→ Instructions for the task: Return a faithful copy of all the entries, omitting the images.
━━ Supplied records
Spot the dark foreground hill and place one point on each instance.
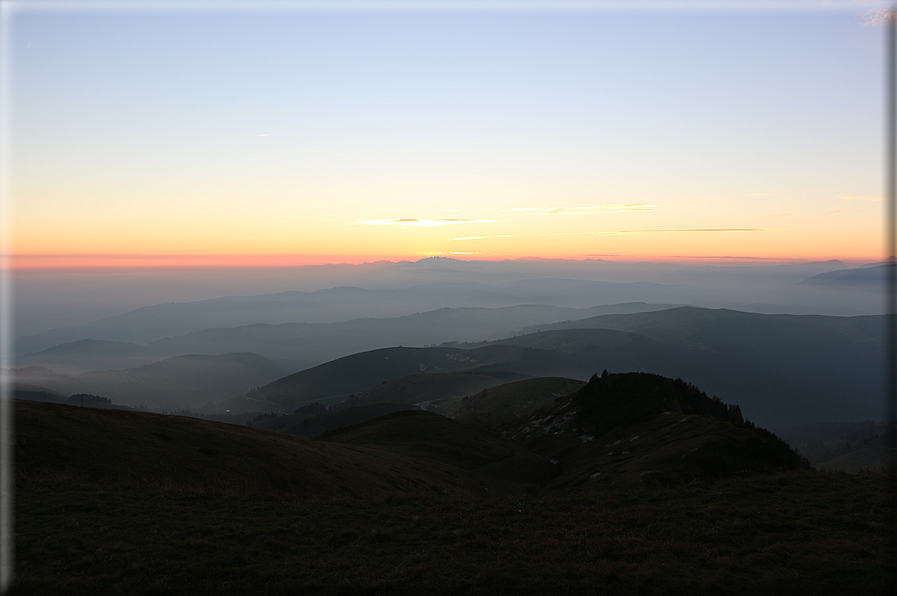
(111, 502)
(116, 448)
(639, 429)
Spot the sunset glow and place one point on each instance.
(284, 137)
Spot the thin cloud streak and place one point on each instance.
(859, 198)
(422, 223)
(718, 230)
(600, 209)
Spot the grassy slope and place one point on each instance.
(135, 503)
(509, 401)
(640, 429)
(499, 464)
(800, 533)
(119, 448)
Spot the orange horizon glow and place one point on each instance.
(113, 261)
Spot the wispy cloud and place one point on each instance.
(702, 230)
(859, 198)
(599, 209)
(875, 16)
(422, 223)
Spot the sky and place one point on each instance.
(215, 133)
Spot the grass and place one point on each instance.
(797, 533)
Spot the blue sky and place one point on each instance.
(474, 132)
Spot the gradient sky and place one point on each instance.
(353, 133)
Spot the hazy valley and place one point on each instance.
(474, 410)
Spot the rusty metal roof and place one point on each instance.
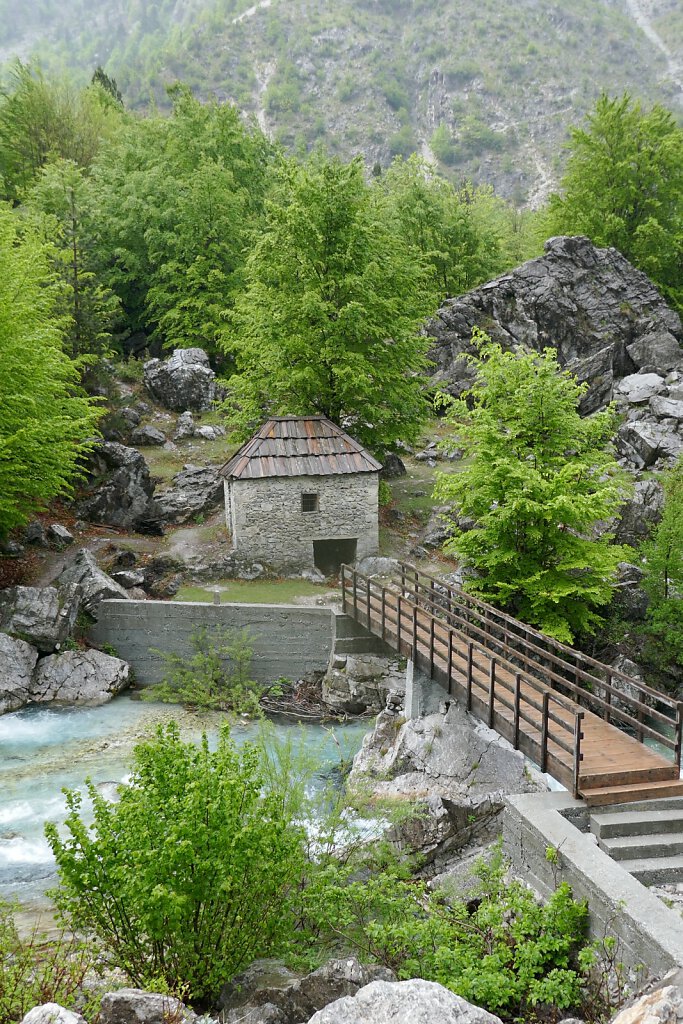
━━━━
→ Reply:
Spot the dark foreground hill and place one point on each instance.
(111, 502)
(116, 448)
(639, 429)
Spot the sunset glow and place one point on each instance.
(284, 137)
Spot the thin cloud streak and place one point on each instance.
(859, 198)
(422, 223)
(718, 230)
(600, 209)
Spot the grassy slope and place one point on each instance.
(135, 503)
(509, 401)
(640, 429)
(499, 464)
(800, 533)
(119, 448)
Spot the orange horizon glow and place one point on each instance.
(113, 261)
Spot the wispy cloud and place one point on each instance.
(702, 230)
(859, 198)
(599, 209)
(875, 16)
(422, 223)
Spot the sky and place one point on each instance.
(215, 133)
Spot the grass and place one point on each instance.
(797, 533)
Spot the blue sky and place one point on each instance.
(474, 132)
Spot the gradient sky and place one point on each instance.
(353, 133)
Spot the hazy valley and place one point on each instance.
(474, 410)
Spot the rusty metal roof and place one point on each instance.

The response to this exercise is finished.